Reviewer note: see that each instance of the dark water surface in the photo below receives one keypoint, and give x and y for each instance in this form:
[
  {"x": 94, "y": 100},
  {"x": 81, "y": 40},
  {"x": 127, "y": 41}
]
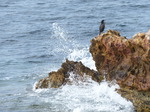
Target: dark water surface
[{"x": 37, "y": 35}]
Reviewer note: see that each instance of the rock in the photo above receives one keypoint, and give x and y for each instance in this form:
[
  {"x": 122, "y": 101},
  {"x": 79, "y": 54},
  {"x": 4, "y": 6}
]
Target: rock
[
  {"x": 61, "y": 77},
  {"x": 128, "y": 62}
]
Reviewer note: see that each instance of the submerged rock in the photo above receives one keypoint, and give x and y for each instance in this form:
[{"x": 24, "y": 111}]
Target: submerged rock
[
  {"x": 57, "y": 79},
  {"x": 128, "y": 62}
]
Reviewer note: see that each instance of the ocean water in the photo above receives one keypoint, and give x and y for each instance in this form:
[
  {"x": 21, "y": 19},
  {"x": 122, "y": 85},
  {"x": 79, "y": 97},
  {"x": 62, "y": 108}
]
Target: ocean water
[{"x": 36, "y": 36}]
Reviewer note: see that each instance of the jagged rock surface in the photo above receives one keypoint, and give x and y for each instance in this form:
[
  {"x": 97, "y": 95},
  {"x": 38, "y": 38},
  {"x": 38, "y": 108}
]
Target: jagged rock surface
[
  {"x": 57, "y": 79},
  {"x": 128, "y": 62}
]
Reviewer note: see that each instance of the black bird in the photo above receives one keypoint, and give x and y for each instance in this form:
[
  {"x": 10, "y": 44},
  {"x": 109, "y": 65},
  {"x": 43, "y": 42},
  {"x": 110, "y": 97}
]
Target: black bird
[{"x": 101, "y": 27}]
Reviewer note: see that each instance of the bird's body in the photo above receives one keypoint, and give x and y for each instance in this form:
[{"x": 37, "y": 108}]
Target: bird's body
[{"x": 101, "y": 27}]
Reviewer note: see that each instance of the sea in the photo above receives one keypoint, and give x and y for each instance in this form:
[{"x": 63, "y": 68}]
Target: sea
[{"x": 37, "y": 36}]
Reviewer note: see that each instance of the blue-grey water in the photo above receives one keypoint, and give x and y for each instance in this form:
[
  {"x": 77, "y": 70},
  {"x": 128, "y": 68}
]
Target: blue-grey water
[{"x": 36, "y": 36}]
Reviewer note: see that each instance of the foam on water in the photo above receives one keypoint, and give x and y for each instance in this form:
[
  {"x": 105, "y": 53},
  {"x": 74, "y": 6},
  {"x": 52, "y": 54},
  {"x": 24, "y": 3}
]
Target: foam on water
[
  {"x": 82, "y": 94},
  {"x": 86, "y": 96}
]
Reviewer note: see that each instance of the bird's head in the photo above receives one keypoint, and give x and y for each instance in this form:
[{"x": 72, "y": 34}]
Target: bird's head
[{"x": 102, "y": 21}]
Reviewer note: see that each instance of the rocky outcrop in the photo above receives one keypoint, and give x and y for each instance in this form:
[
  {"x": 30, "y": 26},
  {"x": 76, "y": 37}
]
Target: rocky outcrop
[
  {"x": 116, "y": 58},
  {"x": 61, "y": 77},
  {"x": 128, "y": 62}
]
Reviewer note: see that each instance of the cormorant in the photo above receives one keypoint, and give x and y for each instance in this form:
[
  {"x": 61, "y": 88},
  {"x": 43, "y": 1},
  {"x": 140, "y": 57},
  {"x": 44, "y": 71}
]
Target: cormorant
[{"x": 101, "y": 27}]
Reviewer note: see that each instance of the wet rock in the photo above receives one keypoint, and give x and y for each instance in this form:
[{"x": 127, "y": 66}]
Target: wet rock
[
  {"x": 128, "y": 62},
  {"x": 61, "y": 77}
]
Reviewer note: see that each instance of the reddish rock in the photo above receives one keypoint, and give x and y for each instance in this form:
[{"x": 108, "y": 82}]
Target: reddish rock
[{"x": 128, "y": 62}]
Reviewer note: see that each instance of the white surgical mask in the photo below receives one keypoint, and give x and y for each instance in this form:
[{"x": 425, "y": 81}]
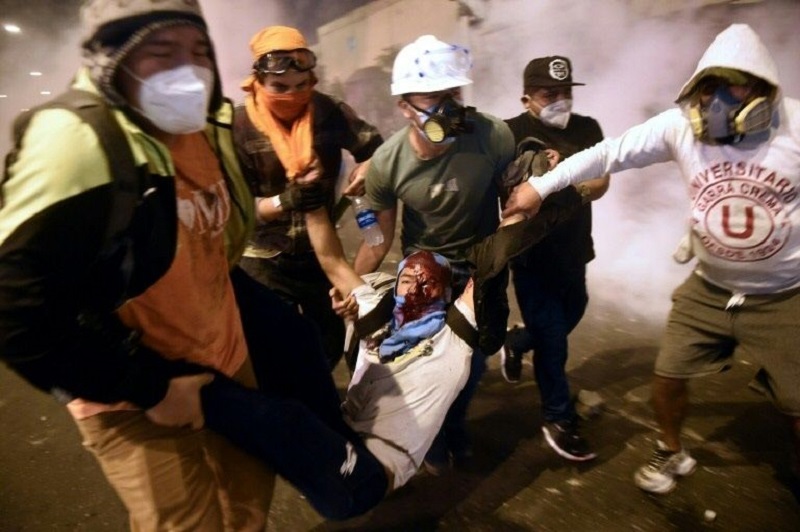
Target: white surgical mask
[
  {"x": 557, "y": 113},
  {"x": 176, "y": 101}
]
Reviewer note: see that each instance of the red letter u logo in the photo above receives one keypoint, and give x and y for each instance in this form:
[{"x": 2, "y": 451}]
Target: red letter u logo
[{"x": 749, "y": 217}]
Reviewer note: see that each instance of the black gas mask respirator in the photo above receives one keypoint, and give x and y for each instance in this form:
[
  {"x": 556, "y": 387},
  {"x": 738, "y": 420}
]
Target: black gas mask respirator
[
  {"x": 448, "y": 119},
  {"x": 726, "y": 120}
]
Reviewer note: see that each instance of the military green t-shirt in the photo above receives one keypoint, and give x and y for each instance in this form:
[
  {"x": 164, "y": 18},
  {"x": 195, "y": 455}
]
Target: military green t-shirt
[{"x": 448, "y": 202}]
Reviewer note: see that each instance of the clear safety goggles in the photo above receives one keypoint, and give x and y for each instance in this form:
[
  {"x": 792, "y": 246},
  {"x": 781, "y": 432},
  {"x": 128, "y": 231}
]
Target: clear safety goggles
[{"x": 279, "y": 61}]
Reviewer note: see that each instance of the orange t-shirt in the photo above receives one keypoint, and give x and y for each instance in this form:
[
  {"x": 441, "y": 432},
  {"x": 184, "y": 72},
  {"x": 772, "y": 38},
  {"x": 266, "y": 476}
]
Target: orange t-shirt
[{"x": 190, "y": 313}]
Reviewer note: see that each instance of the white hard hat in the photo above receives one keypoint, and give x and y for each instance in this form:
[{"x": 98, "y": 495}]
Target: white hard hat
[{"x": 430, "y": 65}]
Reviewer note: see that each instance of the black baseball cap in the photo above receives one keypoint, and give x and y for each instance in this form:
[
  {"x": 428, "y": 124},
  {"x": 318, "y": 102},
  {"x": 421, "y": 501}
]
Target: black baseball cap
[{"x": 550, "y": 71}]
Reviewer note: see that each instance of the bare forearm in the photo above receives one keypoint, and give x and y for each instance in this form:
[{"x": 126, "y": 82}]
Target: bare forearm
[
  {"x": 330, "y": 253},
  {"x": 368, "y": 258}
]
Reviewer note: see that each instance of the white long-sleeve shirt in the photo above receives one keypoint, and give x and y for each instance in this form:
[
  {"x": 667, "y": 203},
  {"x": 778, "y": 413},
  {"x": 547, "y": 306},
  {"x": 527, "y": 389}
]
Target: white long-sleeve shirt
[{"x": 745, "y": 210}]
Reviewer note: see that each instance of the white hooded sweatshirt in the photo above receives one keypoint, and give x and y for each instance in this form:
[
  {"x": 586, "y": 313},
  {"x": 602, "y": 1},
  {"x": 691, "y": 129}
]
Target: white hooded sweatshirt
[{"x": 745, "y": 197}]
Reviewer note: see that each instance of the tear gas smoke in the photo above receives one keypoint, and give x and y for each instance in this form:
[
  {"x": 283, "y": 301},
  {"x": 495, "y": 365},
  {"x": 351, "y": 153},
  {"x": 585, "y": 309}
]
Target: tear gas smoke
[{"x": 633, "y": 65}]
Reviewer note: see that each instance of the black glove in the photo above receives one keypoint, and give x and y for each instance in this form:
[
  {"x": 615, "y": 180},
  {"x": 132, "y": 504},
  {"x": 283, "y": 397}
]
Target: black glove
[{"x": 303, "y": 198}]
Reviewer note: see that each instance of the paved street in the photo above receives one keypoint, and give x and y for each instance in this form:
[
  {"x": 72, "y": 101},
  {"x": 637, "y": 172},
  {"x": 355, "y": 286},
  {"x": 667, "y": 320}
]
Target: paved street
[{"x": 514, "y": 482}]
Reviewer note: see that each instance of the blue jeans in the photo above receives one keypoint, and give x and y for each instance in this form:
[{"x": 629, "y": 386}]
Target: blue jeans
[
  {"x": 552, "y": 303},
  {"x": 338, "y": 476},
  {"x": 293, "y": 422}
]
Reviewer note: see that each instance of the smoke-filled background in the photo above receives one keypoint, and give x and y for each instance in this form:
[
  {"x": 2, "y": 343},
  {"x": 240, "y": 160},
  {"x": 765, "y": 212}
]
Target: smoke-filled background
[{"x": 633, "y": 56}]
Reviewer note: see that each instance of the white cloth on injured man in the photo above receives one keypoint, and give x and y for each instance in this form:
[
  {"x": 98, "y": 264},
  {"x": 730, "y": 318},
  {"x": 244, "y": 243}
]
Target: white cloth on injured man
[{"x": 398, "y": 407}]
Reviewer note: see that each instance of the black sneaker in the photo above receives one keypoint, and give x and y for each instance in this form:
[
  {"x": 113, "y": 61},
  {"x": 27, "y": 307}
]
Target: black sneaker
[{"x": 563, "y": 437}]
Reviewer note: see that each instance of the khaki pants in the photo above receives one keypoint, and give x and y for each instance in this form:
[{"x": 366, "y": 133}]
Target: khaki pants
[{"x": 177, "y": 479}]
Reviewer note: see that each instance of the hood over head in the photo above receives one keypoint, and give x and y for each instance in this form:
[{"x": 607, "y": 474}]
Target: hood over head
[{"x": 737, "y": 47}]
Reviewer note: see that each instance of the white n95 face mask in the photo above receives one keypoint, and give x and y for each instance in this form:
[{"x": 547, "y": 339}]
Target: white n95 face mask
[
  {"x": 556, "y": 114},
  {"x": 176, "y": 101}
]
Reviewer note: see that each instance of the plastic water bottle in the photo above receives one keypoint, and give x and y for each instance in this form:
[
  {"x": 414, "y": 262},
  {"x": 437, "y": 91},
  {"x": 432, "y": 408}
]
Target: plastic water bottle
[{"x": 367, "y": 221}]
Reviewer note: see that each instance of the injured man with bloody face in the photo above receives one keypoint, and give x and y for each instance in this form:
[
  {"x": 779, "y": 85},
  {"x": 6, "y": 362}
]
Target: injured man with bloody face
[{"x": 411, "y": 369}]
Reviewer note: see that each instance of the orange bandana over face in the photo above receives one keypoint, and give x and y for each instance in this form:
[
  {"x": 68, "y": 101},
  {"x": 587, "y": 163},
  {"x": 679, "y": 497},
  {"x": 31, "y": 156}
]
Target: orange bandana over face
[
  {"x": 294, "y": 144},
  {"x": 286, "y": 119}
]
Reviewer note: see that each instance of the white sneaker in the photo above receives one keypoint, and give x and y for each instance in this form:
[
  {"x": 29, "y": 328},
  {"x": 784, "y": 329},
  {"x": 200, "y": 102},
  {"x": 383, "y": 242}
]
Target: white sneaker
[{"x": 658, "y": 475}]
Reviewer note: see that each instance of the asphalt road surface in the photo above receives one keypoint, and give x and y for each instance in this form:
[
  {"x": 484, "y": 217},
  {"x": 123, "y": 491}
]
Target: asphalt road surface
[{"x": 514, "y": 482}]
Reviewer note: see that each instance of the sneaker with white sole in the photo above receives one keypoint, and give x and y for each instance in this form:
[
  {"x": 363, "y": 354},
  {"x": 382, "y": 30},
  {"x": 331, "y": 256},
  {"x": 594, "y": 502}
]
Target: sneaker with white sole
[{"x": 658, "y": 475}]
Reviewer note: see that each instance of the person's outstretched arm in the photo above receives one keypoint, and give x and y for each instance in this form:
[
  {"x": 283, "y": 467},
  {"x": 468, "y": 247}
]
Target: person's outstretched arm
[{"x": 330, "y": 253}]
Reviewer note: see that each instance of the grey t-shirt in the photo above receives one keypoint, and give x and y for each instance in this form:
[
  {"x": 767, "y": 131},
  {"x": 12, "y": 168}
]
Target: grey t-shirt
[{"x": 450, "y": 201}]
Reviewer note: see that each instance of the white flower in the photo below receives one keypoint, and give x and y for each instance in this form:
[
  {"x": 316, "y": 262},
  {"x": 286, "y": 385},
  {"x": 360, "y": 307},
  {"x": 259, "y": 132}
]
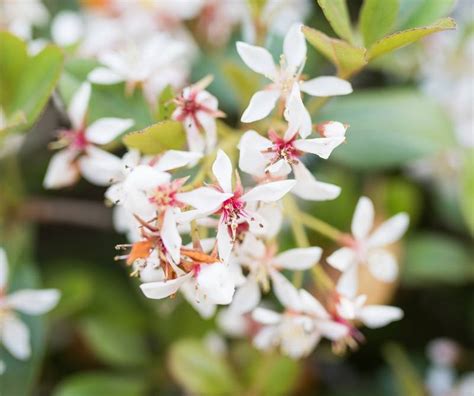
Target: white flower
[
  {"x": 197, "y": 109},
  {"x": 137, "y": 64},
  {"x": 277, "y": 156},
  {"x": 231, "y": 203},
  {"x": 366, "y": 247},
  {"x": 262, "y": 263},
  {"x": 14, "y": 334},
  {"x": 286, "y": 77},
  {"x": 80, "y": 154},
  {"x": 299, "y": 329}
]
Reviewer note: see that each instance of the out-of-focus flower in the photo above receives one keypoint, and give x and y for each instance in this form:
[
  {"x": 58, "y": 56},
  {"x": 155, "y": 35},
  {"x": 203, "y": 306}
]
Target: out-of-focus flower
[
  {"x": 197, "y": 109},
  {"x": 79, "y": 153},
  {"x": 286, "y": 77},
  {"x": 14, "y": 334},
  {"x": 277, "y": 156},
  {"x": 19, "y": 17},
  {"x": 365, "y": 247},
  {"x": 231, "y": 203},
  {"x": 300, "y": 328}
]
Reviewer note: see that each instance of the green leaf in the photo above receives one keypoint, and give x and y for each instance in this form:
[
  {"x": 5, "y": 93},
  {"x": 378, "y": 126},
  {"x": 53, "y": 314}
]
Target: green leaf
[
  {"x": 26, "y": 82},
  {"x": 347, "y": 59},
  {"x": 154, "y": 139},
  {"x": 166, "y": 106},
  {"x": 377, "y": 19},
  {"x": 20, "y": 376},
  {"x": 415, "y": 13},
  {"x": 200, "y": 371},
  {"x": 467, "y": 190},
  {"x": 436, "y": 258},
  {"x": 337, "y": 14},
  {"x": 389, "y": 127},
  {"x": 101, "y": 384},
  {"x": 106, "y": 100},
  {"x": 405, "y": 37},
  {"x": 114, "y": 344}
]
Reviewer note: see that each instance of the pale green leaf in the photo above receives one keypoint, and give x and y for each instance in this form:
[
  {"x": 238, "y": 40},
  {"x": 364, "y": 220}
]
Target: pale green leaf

> [WHAT THE TASK REQUIRES]: Take from the listing above each line in which the string "pale" is found.

> [ANSWER]:
Reviewer note: see that each instance of the pale green leaf in the photo above receives one keypoint, and give x and y for each instance in this form:
Target: pale green leaf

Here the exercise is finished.